**EXERCISE:** Reproduce every one of the records below verbatim, line for line.

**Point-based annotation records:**
-=-=-=-=-
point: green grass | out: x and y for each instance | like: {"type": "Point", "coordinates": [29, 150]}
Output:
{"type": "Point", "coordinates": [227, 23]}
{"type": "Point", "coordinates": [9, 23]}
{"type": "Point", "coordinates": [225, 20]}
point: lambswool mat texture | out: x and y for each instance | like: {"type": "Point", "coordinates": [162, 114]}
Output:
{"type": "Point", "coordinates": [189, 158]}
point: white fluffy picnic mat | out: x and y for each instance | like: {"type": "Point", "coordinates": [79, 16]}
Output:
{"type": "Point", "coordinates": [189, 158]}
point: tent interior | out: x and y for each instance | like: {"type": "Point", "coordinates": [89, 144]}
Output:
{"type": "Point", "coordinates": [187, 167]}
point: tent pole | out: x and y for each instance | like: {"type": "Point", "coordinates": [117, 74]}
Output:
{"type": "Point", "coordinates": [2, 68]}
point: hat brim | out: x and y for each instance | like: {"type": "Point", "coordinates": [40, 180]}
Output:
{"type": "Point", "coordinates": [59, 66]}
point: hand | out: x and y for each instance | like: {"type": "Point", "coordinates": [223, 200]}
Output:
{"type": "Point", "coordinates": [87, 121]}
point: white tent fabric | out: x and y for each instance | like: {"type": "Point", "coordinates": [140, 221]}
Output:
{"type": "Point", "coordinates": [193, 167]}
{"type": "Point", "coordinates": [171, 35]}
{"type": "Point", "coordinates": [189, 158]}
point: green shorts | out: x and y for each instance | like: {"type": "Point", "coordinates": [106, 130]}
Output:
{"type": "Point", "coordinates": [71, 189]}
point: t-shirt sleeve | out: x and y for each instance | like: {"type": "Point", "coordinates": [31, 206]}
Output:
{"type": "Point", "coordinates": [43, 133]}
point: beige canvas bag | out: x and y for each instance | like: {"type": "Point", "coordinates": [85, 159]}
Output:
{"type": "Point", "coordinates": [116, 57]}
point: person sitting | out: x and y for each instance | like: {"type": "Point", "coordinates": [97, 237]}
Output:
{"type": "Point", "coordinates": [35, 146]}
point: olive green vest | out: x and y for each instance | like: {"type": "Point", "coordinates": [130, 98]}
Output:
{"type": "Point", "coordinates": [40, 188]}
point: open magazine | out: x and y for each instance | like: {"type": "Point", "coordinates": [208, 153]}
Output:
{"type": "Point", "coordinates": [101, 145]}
-=-=-=-=-
**RESPONSE BELOW:**
point: green grass | out: x and y for each instance | like: {"type": "Point", "coordinates": [29, 150]}
Output:
{"type": "Point", "coordinates": [227, 23]}
{"type": "Point", "coordinates": [9, 23]}
{"type": "Point", "coordinates": [225, 20]}
point: lambswool mat texture | out: x and y for each instance | like: {"type": "Point", "coordinates": [162, 114]}
Output:
{"type": "Point", "coordinates": [189, 158]}
point: white fluffy picnic mat | out: x and y for each instance | like: {"type": "Point", "coordinates": [79, 16]}
Output:
{"type": "Point", "coordinates": [189, 158]}
point: tent interior | out: x and y for each instance | like: {"type": "Point", "coordinates": [89, 144]}
Output:
{"type": "Point", "coordinates": [187, 167]}
point: tent pole | out: x and y for each instance | like: {"type": "Point", "coordinates": [117, 74]}
Output:
{"type": "Point", "coordinates": [2, 68]}
point: hat brim | out: x and y for each instance | like: {"type": "Point", "coordinates": [40, 180]}
Output:
{"type": "Point", "coordinates": [59, 66]}
point: hand | out: x and y for each instance | like: {"type": "Point", "coordinates": [223, 200]}
Output:
{"type": "Point", "coordinates": [87, 121]}
point: white tent fabric | out: x and y for each instance | like: {"type": "Point", "coordinates": [140, 221]}
Output:
{"type": "Point", "coordinates": [193, 167]}
{"type": "Point", "coordinates": [171, 35]}
{"type": "Point", "coordinates": [189, 158]}
point: green shorts | out: x and y for each instance | like: {"type": "Point", "coordinates": [106, 130]}
Output:
{"type": "Point", "coordinates": [71, 189]}
point: t-shirt sleeve | out: x and y for each instance | like: {"type": "Point", "coordinates": [31, 206]}
Output:
{"type": "Point", "coordinates": [43, 133]}
point: beige canvas bag | out: x and y for each instance | like: {"type": "Point", "coordinates": [85, 159]}
Output:
{"type": "Point", "coordinates": [116, 57]}
point: person sitting | out: x and y for each instance | like: {"type": "Point", "coordinates": [97, 237]}
Output:
{"type": "Point", "coordinates": [35, 146]}
point: olive green vest | out: x and y for each instance | like: {"type": "Point", "coordinates": [130, 98]}
Output:
{"type": "Point", "coordinates": [40, 188]}
point: open magazine | out: x and y for each instance | like: {"type": "Point", "coordinates": [208, 153]}
Output:
{"type": "Point", "coordinates": [101, 145]}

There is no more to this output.